_EXERCÍCIO_.
Responda, por favor, a estas perguntas sobre o trecho sobre os animais, apresentado abaixo:
(a) Por que não quiseram deixá-la na Marginal?
(b) De que cor era o Chanú?
(c) Como o Chanú voltou uma vez?

_TRECHO FORNECIDO_.
┌──
Não sabíamos o que fazer com ela. Na Marginal não queríamos deixa-la,
porque seria atropelada logo, logo.
Acabamos para os lados do Itaim e em
uma praça onde parece que havia um “congresso” de cachorros, a soltamos. Ela
correu ao encontro de seus semelhantes, e “fugimos” nós. Ela não conseguiu mais
voltar ou encontrou outra casa que a acolheu, ou ficou pelo mundo a fora.
Da mesma época do Pinduca foi o Chanú, um gato. Não sei como
apareceu, mas já era adulto quando chegou. Era amarelo e não ligava muito para
a gente, mas bastava chegar visita para que ele pulasse no colo e se enrolasse
feliz. Como bom gato, não era muito fiel
à casa. Saia para suas noites de amor
ficava dias fora e geralmente voltava machucado das brigas que devia enfrentar
por suas gatas.
Uma vez voltou sem um dos olhos. Cada
vez que desaparecia temporariamente voltava pior, mais doente, mais estropiado.
└──
_DADOS FORNECIDOS_.
┌──
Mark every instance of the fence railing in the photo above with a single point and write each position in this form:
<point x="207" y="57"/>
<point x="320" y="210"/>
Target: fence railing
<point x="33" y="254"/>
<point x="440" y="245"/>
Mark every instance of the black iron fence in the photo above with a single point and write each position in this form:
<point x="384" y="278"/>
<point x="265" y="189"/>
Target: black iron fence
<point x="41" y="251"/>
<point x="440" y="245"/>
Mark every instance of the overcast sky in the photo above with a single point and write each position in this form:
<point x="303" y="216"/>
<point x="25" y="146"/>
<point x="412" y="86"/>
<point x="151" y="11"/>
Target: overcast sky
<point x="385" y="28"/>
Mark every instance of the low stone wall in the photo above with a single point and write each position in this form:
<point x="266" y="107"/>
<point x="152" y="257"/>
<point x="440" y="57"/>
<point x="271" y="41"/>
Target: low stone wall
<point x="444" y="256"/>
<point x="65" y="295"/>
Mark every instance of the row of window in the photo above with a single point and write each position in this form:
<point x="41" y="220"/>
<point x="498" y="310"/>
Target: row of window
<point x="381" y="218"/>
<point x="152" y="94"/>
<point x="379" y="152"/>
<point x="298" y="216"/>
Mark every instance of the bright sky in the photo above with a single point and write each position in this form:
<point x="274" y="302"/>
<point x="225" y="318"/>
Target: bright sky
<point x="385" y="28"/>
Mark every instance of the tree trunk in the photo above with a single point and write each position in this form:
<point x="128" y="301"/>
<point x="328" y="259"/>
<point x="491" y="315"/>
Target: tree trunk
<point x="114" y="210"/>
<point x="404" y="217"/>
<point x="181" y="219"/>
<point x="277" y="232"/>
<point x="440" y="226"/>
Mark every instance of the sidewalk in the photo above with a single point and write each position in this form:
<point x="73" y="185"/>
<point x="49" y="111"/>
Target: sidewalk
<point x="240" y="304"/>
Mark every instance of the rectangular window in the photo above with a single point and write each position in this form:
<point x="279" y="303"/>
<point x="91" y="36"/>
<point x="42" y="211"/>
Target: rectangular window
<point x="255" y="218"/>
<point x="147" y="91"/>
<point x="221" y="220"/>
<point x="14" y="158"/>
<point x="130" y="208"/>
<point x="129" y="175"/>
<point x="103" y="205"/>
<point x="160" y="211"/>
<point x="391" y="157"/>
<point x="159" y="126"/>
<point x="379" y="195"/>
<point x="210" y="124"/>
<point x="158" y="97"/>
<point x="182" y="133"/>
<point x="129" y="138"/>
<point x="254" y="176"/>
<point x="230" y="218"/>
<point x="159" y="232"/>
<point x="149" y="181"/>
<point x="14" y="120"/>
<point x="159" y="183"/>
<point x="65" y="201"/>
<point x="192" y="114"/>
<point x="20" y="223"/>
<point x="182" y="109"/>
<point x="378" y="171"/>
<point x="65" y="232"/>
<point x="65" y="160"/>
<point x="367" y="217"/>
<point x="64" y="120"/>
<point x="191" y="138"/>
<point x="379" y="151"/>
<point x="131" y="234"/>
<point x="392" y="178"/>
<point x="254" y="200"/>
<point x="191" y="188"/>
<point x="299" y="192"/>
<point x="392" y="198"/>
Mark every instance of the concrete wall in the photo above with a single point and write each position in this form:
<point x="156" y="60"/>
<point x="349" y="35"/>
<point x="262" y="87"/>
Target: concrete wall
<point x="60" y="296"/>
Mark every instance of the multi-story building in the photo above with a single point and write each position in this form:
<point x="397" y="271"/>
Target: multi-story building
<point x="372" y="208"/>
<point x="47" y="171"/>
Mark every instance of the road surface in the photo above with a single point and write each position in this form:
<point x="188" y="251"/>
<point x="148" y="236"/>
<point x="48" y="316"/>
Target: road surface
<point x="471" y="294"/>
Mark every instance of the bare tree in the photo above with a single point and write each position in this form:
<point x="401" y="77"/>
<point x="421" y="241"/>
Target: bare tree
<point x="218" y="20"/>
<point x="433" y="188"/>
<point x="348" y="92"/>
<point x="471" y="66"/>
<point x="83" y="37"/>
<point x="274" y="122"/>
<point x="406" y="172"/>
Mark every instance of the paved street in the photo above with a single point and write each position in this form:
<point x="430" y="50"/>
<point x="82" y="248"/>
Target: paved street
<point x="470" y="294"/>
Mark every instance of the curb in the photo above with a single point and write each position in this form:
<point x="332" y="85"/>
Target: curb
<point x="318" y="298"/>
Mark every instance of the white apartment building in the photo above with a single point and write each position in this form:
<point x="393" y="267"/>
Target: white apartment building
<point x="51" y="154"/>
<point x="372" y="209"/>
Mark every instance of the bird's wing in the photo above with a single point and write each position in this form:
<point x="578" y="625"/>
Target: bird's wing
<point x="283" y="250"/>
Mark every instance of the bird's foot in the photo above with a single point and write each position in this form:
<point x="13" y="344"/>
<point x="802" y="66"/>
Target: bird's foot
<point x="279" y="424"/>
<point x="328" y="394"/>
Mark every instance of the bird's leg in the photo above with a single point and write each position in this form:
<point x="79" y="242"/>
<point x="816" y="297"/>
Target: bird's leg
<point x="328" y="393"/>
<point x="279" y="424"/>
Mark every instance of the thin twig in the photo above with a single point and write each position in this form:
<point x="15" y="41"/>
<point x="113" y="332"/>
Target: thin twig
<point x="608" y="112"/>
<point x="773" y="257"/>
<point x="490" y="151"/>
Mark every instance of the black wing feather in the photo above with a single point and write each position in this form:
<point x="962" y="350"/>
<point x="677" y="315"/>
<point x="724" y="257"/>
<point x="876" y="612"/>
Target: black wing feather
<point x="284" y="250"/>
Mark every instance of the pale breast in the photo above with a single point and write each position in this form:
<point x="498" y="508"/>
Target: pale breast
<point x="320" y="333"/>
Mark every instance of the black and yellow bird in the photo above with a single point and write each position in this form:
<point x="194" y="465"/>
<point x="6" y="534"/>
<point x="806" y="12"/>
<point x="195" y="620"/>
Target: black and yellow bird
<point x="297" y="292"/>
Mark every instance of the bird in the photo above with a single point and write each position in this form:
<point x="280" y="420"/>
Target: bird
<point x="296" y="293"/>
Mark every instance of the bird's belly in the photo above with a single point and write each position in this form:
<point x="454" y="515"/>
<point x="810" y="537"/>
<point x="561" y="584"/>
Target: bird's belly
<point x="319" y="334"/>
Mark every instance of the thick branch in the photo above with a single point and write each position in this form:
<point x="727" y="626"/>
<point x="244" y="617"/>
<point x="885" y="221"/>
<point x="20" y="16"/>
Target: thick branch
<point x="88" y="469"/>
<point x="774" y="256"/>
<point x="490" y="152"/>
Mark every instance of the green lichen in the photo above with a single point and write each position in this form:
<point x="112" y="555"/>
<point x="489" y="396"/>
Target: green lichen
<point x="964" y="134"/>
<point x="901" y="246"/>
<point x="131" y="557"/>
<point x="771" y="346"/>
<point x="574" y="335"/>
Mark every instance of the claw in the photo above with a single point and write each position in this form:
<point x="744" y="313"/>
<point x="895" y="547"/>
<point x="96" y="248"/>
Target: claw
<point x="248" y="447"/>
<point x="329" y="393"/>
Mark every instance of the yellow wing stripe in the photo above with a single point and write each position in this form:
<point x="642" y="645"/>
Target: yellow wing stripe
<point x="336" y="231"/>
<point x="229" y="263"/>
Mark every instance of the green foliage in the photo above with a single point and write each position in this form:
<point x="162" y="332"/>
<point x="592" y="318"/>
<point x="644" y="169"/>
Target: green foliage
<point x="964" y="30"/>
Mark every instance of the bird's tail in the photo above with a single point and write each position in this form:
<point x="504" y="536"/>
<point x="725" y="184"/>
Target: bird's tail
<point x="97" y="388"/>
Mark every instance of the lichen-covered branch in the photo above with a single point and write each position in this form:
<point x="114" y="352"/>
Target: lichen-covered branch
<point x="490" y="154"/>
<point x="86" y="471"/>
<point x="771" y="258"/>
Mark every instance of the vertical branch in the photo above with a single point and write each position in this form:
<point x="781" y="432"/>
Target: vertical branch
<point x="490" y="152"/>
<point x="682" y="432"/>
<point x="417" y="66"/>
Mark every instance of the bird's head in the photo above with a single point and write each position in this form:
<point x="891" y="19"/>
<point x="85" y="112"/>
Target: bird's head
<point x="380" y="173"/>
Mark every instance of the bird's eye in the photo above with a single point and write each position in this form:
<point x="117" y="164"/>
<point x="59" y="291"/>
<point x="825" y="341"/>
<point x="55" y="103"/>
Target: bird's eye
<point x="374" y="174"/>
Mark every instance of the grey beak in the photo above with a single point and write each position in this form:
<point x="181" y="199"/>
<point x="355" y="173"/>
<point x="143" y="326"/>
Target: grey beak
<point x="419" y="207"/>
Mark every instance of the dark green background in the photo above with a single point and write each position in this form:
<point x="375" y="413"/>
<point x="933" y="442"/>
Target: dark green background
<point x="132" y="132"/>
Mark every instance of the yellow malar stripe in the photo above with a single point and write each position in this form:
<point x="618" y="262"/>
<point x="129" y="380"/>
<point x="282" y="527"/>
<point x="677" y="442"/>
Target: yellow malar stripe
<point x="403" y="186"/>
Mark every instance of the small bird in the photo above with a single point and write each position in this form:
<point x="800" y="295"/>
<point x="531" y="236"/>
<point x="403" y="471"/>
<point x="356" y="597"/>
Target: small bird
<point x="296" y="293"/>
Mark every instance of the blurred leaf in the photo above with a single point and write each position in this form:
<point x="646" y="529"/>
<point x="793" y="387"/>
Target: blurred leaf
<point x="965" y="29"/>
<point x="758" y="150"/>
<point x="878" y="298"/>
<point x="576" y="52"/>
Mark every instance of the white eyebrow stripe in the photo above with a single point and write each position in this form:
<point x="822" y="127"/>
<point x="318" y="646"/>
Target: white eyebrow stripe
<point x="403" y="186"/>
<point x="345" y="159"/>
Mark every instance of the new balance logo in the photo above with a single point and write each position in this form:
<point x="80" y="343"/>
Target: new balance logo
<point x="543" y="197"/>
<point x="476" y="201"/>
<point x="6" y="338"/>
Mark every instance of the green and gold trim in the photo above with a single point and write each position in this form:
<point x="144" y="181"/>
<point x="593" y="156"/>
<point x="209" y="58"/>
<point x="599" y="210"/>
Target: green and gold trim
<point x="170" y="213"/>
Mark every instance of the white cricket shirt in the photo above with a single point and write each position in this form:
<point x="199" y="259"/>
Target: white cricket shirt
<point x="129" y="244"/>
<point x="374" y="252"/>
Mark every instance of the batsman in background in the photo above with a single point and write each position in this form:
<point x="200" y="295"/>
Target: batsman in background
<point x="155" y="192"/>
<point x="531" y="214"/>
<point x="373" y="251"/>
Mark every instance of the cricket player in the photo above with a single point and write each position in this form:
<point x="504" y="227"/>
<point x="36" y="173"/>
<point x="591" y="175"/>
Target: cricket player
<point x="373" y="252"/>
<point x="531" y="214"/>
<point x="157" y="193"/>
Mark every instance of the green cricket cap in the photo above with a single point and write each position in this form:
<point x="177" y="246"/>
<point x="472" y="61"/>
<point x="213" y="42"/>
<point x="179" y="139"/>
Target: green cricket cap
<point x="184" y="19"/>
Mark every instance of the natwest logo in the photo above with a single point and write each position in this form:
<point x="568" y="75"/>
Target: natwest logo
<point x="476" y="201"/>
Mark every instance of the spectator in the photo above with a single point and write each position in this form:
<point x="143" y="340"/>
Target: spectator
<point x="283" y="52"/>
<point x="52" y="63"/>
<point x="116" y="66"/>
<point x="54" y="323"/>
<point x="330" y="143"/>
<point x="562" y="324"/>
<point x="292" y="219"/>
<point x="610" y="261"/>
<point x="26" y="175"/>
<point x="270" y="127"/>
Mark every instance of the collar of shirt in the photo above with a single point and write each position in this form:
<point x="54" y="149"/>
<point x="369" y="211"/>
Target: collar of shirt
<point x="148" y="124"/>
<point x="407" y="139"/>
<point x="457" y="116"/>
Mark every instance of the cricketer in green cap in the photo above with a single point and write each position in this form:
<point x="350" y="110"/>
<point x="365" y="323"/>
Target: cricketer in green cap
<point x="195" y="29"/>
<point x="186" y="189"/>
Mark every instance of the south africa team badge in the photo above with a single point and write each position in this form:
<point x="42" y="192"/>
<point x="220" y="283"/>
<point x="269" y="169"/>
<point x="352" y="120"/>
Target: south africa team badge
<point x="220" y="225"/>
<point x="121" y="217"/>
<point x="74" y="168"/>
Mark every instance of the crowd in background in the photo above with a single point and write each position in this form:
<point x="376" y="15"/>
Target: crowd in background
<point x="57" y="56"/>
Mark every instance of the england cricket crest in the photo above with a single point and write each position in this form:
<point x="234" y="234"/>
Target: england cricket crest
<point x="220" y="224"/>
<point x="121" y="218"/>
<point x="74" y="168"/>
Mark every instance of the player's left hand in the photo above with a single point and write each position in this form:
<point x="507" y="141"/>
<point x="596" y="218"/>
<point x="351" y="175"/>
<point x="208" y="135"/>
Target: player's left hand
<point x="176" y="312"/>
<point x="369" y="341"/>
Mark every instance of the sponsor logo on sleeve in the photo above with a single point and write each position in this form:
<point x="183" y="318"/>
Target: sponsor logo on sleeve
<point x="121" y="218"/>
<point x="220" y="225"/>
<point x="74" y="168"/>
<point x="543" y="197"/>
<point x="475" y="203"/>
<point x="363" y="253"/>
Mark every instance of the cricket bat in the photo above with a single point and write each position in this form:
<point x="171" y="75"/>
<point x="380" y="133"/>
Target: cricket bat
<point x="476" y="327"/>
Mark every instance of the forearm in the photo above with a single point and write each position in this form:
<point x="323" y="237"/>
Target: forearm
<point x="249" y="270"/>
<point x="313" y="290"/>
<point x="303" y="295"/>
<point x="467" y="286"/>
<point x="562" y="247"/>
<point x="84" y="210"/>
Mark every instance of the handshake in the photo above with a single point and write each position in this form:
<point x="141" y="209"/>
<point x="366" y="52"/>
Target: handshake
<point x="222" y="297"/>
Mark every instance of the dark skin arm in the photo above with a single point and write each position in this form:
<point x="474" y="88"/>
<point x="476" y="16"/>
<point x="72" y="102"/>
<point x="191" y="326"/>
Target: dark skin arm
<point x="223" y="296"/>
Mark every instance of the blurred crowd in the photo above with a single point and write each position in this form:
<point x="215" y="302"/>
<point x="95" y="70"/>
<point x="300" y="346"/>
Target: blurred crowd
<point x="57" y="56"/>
└──
_RESPOSTA_.
(a) Porque ela seria atropelada logo.
(b) Amarelo.
(c) Sem um dos olhos.